--- Start Entries ---
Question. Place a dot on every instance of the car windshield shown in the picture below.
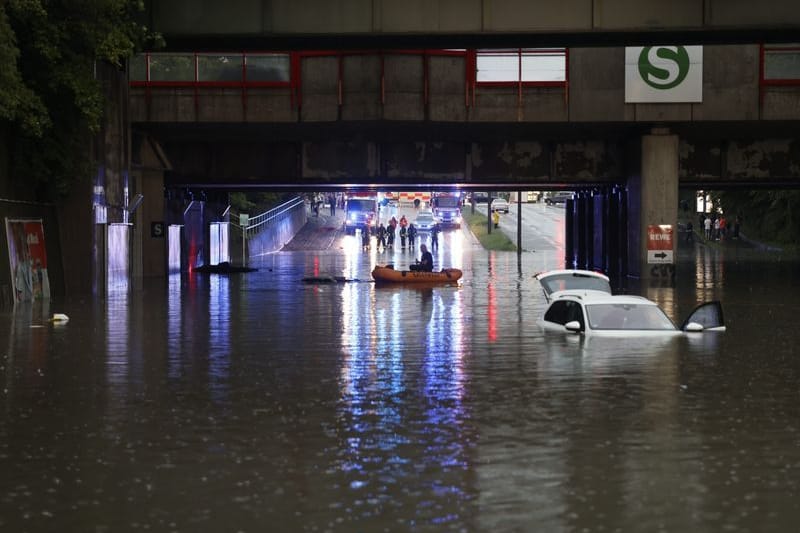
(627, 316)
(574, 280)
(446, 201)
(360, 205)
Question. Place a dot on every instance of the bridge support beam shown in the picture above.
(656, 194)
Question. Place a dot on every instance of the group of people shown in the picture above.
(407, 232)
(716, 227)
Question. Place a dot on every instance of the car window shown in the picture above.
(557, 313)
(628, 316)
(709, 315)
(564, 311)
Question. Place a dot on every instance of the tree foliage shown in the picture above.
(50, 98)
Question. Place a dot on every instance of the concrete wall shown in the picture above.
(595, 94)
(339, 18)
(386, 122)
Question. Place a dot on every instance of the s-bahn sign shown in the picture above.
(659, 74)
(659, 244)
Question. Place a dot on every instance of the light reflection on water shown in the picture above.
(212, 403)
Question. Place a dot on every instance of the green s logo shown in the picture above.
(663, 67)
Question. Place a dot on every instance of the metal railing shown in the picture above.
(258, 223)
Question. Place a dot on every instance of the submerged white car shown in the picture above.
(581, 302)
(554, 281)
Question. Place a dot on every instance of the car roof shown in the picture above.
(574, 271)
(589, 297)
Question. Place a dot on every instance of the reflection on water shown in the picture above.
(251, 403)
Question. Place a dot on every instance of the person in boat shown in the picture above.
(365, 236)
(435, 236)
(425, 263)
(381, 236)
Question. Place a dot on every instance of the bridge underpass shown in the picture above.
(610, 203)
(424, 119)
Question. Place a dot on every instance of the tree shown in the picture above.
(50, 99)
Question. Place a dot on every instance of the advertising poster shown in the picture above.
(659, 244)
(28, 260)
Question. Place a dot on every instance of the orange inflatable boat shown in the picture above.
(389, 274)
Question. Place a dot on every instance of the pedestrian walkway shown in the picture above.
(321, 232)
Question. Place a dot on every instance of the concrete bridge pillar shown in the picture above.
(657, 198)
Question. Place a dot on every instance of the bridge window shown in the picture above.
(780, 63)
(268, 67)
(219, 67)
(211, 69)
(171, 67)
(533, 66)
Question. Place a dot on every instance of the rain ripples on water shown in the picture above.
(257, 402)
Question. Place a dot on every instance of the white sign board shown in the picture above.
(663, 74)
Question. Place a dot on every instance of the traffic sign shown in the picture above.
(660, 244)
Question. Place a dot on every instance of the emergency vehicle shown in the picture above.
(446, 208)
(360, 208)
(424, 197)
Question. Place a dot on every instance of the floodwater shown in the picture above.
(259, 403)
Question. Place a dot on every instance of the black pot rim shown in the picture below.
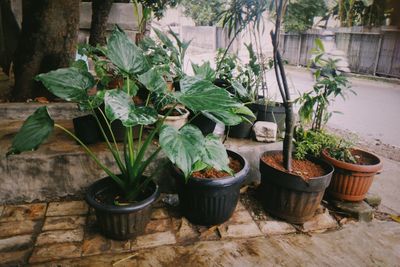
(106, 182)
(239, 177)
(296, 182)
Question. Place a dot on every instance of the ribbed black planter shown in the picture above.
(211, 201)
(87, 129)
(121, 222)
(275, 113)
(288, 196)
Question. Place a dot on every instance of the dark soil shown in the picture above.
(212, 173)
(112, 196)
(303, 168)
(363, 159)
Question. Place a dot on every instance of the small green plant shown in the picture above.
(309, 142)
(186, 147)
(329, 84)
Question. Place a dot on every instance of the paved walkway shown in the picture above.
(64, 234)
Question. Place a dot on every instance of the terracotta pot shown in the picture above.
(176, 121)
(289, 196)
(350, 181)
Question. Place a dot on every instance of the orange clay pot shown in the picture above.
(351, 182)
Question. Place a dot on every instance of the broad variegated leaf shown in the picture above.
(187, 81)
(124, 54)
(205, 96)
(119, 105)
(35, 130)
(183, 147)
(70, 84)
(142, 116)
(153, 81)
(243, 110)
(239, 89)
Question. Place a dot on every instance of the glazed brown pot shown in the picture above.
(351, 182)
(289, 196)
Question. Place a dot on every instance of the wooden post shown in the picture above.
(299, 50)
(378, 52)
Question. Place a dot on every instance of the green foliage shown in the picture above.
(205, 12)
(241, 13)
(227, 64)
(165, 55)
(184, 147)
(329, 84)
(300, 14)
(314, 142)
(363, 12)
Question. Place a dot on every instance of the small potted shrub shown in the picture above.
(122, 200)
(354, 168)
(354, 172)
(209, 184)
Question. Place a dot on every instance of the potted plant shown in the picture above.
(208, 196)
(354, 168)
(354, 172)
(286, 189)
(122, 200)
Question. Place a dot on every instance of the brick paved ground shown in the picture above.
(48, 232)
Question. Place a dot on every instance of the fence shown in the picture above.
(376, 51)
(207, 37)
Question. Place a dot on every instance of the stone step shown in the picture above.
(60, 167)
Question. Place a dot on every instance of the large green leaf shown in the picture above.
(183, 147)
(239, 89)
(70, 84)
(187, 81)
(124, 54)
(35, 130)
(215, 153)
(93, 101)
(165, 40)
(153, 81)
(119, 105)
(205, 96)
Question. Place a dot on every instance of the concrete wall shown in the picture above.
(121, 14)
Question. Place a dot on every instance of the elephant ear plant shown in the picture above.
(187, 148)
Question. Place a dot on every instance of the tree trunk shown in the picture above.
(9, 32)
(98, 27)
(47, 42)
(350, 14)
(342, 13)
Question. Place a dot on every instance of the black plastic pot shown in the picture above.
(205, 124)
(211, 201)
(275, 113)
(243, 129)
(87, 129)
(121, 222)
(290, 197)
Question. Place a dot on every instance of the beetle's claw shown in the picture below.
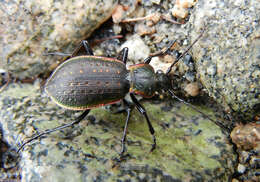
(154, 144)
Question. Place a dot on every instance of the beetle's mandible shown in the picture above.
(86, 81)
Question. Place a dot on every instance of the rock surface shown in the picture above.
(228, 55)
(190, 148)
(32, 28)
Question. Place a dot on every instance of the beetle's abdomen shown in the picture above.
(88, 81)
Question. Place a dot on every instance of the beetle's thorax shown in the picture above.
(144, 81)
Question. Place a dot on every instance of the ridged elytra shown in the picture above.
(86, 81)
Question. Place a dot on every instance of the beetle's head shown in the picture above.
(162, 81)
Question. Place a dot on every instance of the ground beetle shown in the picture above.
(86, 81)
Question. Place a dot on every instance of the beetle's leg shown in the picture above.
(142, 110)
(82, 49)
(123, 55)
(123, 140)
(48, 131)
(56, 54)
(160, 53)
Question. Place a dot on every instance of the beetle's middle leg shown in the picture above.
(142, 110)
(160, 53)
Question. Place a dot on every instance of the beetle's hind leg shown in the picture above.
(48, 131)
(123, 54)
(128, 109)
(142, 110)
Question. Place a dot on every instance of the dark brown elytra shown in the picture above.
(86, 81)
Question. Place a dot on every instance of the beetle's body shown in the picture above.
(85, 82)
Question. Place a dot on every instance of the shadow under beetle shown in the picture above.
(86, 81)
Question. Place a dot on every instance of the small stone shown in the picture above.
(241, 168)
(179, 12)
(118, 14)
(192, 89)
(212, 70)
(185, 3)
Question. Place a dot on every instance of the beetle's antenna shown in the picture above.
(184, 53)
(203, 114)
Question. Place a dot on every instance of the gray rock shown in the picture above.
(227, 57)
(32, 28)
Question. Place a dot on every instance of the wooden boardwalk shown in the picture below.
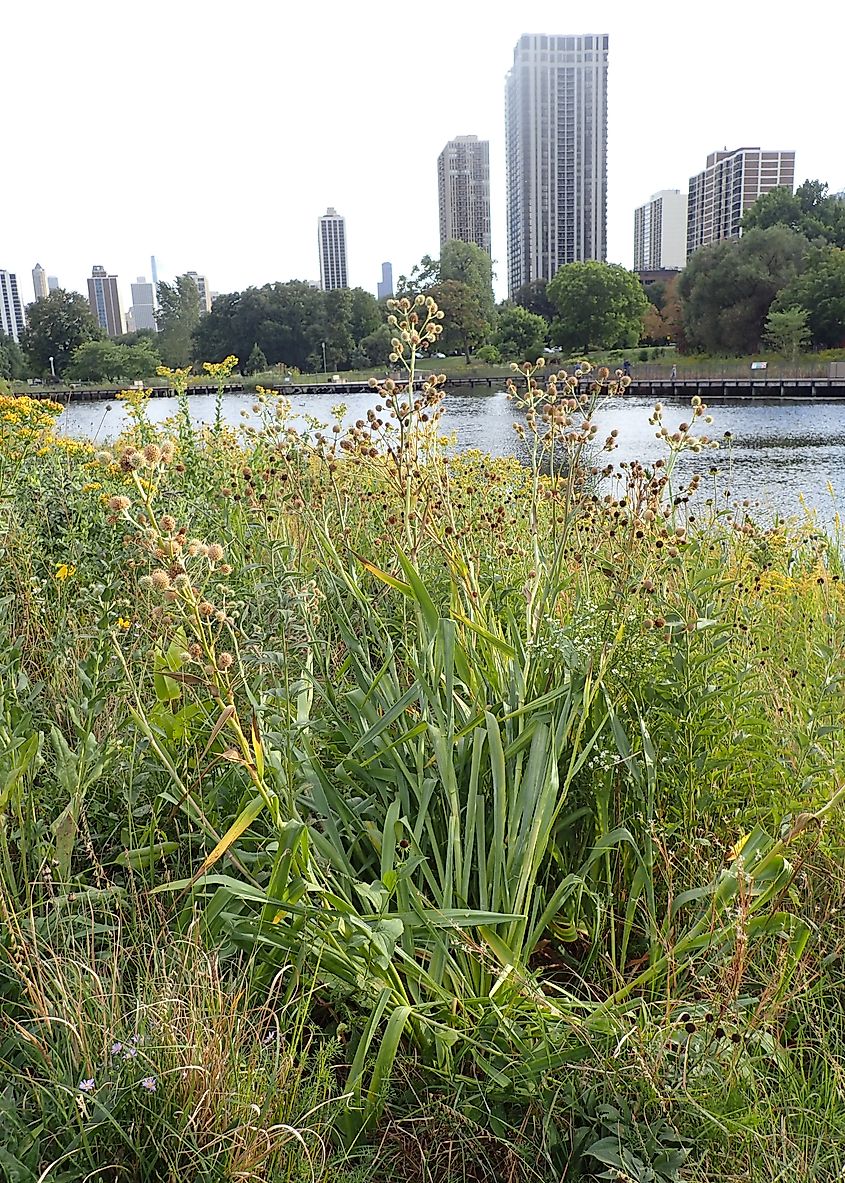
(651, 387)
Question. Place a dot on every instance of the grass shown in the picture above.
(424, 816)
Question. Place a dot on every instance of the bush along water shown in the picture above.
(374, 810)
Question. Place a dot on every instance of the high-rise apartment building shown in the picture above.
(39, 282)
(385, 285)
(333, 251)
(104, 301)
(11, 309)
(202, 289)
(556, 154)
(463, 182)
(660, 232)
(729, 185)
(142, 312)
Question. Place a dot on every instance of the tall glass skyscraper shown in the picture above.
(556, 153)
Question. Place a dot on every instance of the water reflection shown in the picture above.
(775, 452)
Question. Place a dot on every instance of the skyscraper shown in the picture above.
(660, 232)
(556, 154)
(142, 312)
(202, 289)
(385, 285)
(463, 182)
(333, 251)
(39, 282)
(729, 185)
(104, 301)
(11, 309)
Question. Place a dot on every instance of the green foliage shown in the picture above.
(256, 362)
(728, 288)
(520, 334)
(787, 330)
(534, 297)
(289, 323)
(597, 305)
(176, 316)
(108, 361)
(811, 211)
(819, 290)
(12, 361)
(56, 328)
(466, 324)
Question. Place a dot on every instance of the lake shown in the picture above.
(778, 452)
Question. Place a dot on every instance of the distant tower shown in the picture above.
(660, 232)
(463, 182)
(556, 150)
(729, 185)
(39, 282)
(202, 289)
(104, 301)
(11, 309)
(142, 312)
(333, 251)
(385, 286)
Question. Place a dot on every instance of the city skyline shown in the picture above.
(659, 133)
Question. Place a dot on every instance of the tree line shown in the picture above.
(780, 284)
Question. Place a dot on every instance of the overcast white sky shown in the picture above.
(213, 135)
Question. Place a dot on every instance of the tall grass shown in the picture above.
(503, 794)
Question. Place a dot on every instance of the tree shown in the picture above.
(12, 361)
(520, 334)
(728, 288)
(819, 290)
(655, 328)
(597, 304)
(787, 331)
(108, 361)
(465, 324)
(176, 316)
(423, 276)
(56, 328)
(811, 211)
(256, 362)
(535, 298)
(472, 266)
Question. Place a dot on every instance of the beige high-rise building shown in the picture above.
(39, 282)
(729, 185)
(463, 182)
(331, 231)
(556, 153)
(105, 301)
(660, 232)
--- End Entries ---
Directions for this task: What are the lines from the one with "Question. Place a dot on every instance of the city" through the last line of the records above? Quote them exactly and add nothing.

Written answer:
Question. Place a dot on every instance of the city skyline shown in the picture above.
(659, 133)
Question. Place a dot on every instance of the tree line shown in the picture above.
(780, 284)
Question. Place a dot on every instance of the overcast white sky shown in the picture above.
(213, 135)
Question. Place a dot on every instance of the tall grass shown in the picture above.
(503, 794)
Question. Place a dot on every instance of the tree shown in the picture above.
(12, 361)
(520, 334)
(728, 288)
(819, 290)
(655, 328)
(597, 304)
(787, 331)
(108, 361)
(465, 324)
(176, 316)
(423, 276)
(56, 328)
(811, 211)
(256, 362)
(535, 298)
(472, 266)
Question. Place a dot on every instance of the beige high-rise building shown in the picture above.
(39, 282)
(729, 185)
(463, 182)
(331, 231)
(556, 153)
(105, 301)
(660, 232)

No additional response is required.